Do this>
Rewrite every line of the data below as a Markdown table with two columns, Row and Line, where Row holds a running number and Line holds the line. Leave out any blank lines.

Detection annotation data
'''
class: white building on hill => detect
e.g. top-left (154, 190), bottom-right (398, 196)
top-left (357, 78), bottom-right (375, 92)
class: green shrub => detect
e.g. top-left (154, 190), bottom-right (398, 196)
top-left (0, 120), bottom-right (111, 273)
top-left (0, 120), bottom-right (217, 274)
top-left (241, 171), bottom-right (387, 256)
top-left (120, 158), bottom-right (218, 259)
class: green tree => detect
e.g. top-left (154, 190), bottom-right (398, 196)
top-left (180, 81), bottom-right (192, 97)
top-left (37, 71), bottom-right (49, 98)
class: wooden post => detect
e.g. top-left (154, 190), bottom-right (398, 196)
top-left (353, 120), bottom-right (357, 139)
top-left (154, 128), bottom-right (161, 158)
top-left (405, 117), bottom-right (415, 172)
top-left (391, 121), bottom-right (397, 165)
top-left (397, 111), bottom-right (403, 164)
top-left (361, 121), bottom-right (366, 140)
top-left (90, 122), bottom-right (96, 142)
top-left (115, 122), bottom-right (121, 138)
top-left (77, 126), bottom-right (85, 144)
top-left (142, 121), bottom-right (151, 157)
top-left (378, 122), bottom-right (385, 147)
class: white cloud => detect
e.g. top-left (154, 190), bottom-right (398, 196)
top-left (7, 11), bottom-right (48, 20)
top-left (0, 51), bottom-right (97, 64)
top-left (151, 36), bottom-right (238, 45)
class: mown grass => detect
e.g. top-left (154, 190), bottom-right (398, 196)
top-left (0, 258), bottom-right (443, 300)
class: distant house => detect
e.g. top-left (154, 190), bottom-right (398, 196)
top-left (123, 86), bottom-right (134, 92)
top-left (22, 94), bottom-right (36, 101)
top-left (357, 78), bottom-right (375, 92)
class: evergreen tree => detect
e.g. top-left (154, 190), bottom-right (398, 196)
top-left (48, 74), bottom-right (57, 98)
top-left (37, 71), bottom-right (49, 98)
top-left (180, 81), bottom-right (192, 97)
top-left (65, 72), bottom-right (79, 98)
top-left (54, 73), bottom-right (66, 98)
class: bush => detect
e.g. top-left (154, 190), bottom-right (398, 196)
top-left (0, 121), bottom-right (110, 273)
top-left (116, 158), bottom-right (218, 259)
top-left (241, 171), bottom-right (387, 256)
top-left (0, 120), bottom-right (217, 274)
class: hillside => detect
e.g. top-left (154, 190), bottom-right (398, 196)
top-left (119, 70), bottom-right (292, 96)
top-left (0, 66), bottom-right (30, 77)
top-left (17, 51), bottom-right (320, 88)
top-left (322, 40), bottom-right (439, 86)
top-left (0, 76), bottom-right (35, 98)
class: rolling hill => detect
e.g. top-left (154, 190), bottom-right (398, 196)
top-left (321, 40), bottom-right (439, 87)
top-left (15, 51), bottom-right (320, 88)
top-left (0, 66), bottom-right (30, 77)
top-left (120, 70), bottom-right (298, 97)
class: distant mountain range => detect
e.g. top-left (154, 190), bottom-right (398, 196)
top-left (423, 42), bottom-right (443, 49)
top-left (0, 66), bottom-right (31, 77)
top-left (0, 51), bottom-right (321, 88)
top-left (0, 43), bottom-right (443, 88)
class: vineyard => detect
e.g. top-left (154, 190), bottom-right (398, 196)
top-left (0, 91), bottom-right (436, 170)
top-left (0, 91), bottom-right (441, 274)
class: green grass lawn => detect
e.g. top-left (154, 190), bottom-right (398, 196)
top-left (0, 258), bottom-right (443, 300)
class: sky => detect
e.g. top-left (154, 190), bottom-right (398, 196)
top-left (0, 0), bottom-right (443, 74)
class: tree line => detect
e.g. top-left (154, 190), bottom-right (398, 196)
'''
Response to the exercise>
| Row | Line |
|---|---|
| 1 | class: white building on hill => detect |
| 2 | e.g. top-left (154, 190), bottom-right (398, 196) |
| 3 | top-left (357, 78), bottom-right (375, 92) |
| 4 | class: green shrub => detect |
| 5 | e.g. top-left (154, 190), bottom-right (398, 196) |
| 6 | top-left (0, 120), bottom-right (111, 273) |
| 7 | top-left (0, 120), bottom-right (217, 274) |
| 8 | top-left (241, 171), bottom-right (387, 256) |
| 9 | top-left (120, 158), bottom-right (218, 259) |
| 10 | class: green tree => detect |
| 11 | e.g. top-left (154, 190), bottom-right (398, 196) |
| 12 | top-left (180, 81), bottom-right (192, 97) |
| 13 | top-left (37, 71), bottom-right (49, 98) |
| 14 | class: wooden post => detect |
| 15 | e.g. top-left (154, 190), bottom-right (398, 196) |
| 16 | top-left (353, 120), bottom-right (357, 139) |
| 17 | top-left (154, 128), bottom-right (161, 158) |
| 18 | top-left (405, 117), bottom-right (415, 172) |
| 19 | top-left (391, 121), bottom-right (397, 165) |
| 20 | top-left (397, 111), bottom-right (403, 164) |
| 21 | top-left (361, 121), bottom-right (366, 140) |
| 22 | top-left (90, 122), bottom-right (96, 142) |
| 23 | top-left (115, 122), bottom-right (121, 138) |
| 24 | top-left (77, 126), bottom-right (85, 144) |
| 25 | top-left (142, 121), bottom-right (151, 157) |
| 26 | top-left (378, 122), bottom-right (385, 147) |
| 27 | class: white cloud => detect |
| 28 | e.g. top-left (154, 190), bottom-right (398, 196) |
| 29 | top-left (7, 11), bottom-right (48, 20) |
| 30 | top-left (0, 51), bottom-right (97, 64) |
| 31 | top-left (151, 36), bottom-right (238, 45) |
| 32 | class: mown grass => detect |
| 33 | e.g. top-left (154, 190), bottom-right (398, 196) |
| 34 | top-left (0, 258), bottom-right (443, 300) |
| 35 | class: distant house => detect |
| 36 | e.g. top-left (154, 190), bottom-right (398, 196) |
| 37 | top-left (123, 86), bottom-right (134, 92) |
| 38 | top-left (22, 94), bottom-right (36, 101) |
| 39 | top-left (357, 78), bottom-right (375, 92) |
| 40 | class: evergreen tree => detect |
| 41 | e.g. top-left (154, 190), bottom-right (398, 196) |
| 42 | top-left (48, 74), bottom-right (57, 98) |
| 43 | top-left (37, 71), bottom-right (49, 98) |
| 44 | top-left (180, 81), bottom-right (192, 97) |
| 45 | top-left (65, 72), bottom-right (79, 98) |
| 46 | top-left (54, 73), bottom-right (66, 98) |
| 47 | class: bush => detect |
| 48 | e.g. top-left (154, 190), bottom-right (398, 196) |
| 49 | top-left (0, 121), bottom-right (110, 273) |
| 50 | top-left (116, 158), bottom-right (218, 259) |
| 51 | top-left (241, 171), bottom-right (387, 256) |
| 52 | top-left (0, 120), bottom-right (217, 274) |
| 53 | class: hillside => detect |
| 54 | e.g. top-left (154, 190), bottom-right (398, 196) |
| 55 | top-left (119, 70), bottom-right (292, 96) |
| 56 | top-left (0, 66), bottom-right (30, 77) |
| 57 | top-left (17, 51), bottom-right (320, 88) |
| 58 | top-left (322, 40), bottom-right (439, 86) |
| 59 | top-left (0, 76), bottom-right (35, 98) |
| 60 | class: rolling hill => detect |
| 61 | e.g. top-left (154, 190), bottom-right (398, 196) |
| 62 | top-left (321, 40), bottom-right (439, 87) |
| 63 | top-left (15, 51), bottom-right (320, 88) |
| 64 | top-left (0, 66), bottom-right (30, 77) |
| 65 | top-left (120, 70), bottom-right (298, 97) |
| 66 | class: distant mountain range => detect |
| 67 | e.g. top-left (154, 190), bottom-right (398, 196) |
| 68 | top-left (423, 42), bottom-right (443, 49) |
| 69 | top-left (0, 66), bottom-right (31, 77) |
| 70 | top-left (0, 51), bottom-right (321, 88) |
| 71 | top-left (0, 43), bottom-right (443, 88) |
| 72 | class: vineyard => detect |
| 73 | e.g. top-left (154, 190), bottom-right (398, 196) |
| 74 | top-left (0, 91), bottom-right (436, 170) |
| 75 | top-left (0, 91), bottom-right (441, 274) |
| 76 | class: green grass lawn => detect |
| 77 | e.g. top-left (154, 190), bottom-right (398, 196) |
| 78 | top-left (0, 258), bottom-right (443, 300) |
| 79 | class: sky => detect |
| 80 | e.g. top-left (154, 190), bottom-right (398, 196) |
| 81 | top-left (0, 0), bottom-right (443, 74) |
| 82 | class: tree line => detect |
| 83 | e.g. top-left (154, 190), bottom-right (398, 196) |